:: Recorded information ::

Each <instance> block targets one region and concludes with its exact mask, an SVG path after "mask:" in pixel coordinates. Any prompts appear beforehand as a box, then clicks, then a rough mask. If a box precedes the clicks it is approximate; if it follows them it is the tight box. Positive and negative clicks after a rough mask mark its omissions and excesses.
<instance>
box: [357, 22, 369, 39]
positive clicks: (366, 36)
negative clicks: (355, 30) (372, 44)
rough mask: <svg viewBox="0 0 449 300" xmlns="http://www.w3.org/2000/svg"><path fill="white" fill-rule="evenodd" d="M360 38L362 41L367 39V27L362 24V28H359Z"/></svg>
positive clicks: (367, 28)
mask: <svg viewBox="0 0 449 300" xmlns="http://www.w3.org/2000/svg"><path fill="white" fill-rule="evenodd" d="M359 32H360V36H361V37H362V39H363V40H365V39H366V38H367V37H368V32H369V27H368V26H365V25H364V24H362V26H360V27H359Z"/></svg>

:::

What you have to do =>
In your answer, print every entry exactly as it appears.

Reply =>
Each <instance> block targets one region and concludes with its exact mask, an SVG path after "mask:" in pixel coordinates. Any prompts appear beforehand as a box, then clicks, then a rough mask. If a box precedes the clicks it is approximate; if it follows them it is the tight box. Positive and negative clicks after a rough mask mark its omissions and excesses.
<instance>
box: [357, 22, 369, 39]
positive clicks: (366, 36)
negative clicks: (355, 30) (372, 44)
rough mask: <svg viewBox="0 0 449 300" xmlns="http://www.w3.org/2000/svg"><path fill="white" fill-rule="evenodd" d="M360 38L362 41L367 39V27L362 24V28H359Z"/></svg>
positive clicks: (367, 28)
mask: <svg viewBox="0 0 449 300" xmlns="http://www.w3.org/2000/svg"><path fill="white" fill-rule="evenodd" d="M359 32H360V36H361V37H362V39H363V40H365V39H366V38H367V37H368V32H369V27H368V26H365V25H364V24H362V26H360V27H359Z"/></svg>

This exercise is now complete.